(Requirement)
Answer from the GCP cost projection text:
(a) What is the projected total cost per case with the current fallback rate?
(b) What monthly GCP cost does the scale table list for 10,000 cases?
(c) What does setting min-instances=1 on the API service cost per month?

(Text)

--

Per-case cost projection on GCP (with current 24% fallback)

If fallback rate stays at this case's level:

LLM cost = 0.76 × $0.090 (Haiku via Vertex)  +  0.24 × $0.038 (GPT public) = $0.077
+ infra ~$0.003
= ~$0.080 per case

That's actually cheaper than today's mixed bag, since GPT-4o-mini is cheaper than Haiku for input-heavy workloads. But the network-plane cost (PHI crossing public internet on fallback) doesn't show up in the dollar number.

At scale (Haiku-primary)

Volume Today/month GCP/month
100 cases $12.20 $8.80
1,000 cases $122 $88
10,000 cases $1,220 $880
100,000 cases $12,200 $8,800

The cost is dominated by LLM inference, not infrastructure. GCP infra costs (Cloud SQL, Memorystore, Cloud Run, Cloud Tasks, GCS) are noise relative to Anthropic/OpenAI billing. Migration won't save infra spend; it changes compliance posture.


Cold-start sensitivity (qualitative — needs separate measurement)

Numbers below are estimates for migration sizing decisions; refresh with real Cloud Run measurements after the lift.

Scenario Wall-clock impact on first turn
Both API + worker Cloud Run instances warm 0ms baseline
API cold (first auth call after idle) +500-2000ms (JWKS fetch + container init)
Worker cold (first extraction job after idle) +1000-4000ms (cold container + first DB connection)
Cold + Anthropic fallback fires +500-2000ms additional (fallback path latency)

Mitigation: min-instances=1 on the API service costs ~$5-10/mo and eliminates user-facing cold starts. Worker cold start is acceptable since extraction is async (patient sees "processing" UI).

--

(Data records)
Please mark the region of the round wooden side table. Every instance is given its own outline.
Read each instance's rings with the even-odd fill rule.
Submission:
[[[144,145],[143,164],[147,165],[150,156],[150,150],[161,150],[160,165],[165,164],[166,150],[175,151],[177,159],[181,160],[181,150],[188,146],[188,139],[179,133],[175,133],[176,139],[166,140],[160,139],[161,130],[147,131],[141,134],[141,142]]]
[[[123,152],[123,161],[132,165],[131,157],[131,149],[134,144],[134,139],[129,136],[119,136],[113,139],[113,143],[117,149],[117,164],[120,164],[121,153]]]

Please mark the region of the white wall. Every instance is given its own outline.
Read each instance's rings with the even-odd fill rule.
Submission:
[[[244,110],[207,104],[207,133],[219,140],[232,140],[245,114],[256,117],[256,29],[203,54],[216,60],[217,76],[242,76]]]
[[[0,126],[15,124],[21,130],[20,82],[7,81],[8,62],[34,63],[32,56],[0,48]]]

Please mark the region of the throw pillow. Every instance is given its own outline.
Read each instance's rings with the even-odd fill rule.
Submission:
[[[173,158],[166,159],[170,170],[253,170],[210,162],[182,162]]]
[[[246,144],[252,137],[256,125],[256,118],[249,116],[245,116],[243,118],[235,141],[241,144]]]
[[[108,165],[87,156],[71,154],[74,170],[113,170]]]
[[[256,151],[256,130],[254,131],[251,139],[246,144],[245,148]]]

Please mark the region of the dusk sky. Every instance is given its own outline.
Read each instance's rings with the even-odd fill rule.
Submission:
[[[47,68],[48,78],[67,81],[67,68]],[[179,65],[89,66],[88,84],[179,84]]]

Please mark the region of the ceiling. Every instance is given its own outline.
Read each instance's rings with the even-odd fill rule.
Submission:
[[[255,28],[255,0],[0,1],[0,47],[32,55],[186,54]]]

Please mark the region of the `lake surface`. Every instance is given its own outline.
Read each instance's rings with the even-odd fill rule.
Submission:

--

(Written answer)
(a) About $0.080 per case.
(b) $880.
(c) About $5-10 per month.